**Exercise prompt:** Where in the entries below does "wooden" appear? Copy every line that has it.

[Collected data]
***

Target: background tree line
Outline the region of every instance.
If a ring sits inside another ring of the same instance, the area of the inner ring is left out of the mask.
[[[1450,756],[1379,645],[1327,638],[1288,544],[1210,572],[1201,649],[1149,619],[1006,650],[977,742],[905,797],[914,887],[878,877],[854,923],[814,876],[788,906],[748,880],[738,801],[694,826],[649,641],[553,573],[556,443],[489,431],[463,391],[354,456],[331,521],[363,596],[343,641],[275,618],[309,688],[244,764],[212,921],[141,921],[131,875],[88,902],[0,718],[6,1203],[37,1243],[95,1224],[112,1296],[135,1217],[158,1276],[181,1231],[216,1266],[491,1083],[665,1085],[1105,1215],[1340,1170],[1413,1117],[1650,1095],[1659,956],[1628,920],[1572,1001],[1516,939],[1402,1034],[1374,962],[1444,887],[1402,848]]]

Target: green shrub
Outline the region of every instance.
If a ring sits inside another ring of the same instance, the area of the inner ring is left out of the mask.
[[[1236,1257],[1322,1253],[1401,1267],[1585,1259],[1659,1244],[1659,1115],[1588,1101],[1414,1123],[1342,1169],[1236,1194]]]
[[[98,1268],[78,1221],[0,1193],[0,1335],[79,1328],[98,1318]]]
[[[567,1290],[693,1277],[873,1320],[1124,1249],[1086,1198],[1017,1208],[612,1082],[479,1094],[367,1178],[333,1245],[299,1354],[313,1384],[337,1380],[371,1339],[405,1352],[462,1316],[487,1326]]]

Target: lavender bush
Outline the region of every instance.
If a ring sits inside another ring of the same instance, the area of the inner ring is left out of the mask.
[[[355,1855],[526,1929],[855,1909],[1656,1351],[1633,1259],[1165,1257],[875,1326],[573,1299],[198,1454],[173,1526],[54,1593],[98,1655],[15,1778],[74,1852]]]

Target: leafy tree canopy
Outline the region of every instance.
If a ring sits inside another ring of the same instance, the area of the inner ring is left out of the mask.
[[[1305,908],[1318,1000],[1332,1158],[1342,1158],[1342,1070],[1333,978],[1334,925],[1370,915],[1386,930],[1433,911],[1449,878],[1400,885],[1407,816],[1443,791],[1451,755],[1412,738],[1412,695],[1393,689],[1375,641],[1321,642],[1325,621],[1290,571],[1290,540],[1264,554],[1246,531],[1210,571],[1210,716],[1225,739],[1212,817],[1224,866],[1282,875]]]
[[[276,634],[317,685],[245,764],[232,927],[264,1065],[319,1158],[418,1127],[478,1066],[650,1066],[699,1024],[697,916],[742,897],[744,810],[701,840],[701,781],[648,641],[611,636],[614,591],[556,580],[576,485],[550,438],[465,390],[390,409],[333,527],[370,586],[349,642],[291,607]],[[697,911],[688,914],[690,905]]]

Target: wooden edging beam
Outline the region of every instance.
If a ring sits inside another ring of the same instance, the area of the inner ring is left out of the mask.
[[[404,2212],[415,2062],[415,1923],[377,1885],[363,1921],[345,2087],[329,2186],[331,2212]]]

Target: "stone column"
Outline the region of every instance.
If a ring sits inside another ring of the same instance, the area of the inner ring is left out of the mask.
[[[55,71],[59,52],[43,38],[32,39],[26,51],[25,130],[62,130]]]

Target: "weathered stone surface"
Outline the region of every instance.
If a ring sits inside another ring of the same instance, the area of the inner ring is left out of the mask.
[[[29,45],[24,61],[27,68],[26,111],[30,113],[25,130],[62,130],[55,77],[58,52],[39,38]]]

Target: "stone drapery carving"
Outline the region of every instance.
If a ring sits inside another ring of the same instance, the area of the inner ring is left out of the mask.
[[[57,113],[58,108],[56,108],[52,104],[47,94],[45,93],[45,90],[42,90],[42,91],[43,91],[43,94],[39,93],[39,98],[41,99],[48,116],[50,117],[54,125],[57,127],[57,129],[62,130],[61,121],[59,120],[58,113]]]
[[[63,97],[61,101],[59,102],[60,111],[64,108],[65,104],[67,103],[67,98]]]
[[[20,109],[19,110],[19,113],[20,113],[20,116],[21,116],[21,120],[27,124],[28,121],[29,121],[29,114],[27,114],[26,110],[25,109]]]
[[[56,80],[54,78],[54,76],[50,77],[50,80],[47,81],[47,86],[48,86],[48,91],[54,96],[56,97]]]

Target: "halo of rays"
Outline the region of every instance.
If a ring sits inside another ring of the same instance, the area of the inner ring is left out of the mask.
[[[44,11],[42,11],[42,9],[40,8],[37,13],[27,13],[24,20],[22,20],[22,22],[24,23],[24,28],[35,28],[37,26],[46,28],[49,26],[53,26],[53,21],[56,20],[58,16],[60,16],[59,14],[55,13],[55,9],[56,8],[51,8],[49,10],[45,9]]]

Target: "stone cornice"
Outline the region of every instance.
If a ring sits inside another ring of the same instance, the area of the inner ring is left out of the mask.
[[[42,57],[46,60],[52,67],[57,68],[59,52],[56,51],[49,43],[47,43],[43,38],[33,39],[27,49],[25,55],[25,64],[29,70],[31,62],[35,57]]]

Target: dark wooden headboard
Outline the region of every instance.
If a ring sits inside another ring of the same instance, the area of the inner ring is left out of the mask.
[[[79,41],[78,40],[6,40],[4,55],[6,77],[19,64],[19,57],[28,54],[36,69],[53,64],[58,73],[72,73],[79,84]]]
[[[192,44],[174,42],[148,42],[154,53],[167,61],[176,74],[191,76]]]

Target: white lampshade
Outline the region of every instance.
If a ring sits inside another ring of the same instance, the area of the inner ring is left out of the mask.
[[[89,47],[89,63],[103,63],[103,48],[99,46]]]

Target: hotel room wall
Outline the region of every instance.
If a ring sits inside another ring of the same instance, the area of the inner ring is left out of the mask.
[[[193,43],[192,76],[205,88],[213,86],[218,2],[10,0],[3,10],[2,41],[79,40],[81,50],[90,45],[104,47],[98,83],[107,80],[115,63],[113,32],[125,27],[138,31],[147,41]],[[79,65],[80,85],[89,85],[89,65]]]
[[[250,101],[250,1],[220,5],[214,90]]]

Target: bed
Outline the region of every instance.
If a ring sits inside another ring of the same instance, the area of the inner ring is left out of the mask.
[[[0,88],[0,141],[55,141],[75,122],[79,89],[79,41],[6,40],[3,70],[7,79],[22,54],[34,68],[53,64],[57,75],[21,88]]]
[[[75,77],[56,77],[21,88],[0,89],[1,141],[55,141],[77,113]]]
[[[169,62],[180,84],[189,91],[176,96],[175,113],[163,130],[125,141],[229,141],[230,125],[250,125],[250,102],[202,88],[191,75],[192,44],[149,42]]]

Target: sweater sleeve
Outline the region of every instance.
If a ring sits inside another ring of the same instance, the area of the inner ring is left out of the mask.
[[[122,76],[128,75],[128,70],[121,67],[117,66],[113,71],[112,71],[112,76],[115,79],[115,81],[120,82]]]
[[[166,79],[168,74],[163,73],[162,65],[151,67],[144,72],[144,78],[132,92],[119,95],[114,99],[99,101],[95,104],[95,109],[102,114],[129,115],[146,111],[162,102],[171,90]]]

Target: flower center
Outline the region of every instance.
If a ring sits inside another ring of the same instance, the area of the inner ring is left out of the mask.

***

**Reply:**
Target: wooden edging beam
Target: dark wooden headboard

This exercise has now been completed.